Task inputs -
= = = = =
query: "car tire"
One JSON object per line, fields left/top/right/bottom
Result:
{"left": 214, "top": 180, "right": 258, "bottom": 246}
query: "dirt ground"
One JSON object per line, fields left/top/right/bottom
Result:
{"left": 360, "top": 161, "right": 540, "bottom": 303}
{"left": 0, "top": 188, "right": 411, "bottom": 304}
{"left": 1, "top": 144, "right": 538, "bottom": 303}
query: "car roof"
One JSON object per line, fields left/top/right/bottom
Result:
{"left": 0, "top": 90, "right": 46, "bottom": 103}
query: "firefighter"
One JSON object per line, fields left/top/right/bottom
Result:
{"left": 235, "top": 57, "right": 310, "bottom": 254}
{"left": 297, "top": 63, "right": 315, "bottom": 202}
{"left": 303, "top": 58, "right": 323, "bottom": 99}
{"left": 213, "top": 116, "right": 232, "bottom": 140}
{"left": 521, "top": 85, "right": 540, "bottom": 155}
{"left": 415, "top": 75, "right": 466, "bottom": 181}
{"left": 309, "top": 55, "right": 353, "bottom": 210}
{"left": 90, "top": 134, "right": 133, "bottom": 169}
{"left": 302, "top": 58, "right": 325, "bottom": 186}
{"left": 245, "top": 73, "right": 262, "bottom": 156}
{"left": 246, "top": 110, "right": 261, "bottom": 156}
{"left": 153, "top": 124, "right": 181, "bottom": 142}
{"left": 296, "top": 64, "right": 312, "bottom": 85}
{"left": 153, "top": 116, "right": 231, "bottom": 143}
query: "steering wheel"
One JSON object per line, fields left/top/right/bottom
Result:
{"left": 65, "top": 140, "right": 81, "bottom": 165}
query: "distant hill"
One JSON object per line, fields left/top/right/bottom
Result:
= = = = =
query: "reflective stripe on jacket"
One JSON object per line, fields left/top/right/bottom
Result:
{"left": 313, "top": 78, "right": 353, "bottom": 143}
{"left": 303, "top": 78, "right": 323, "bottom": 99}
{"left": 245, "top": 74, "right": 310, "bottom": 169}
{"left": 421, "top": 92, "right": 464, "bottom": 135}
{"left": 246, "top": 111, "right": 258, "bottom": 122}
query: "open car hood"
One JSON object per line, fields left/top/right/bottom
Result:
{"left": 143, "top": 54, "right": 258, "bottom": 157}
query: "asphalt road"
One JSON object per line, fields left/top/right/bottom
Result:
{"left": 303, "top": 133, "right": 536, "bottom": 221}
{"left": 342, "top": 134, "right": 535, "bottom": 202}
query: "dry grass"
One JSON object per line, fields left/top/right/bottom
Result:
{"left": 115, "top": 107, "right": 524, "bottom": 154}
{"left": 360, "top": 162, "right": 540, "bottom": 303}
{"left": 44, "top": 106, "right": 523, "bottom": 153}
= = = = =
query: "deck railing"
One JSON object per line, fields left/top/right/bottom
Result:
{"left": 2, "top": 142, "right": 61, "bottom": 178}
= = = = =
Work request - State how many lines above include the word "query", and nothing more.

Written reply - 11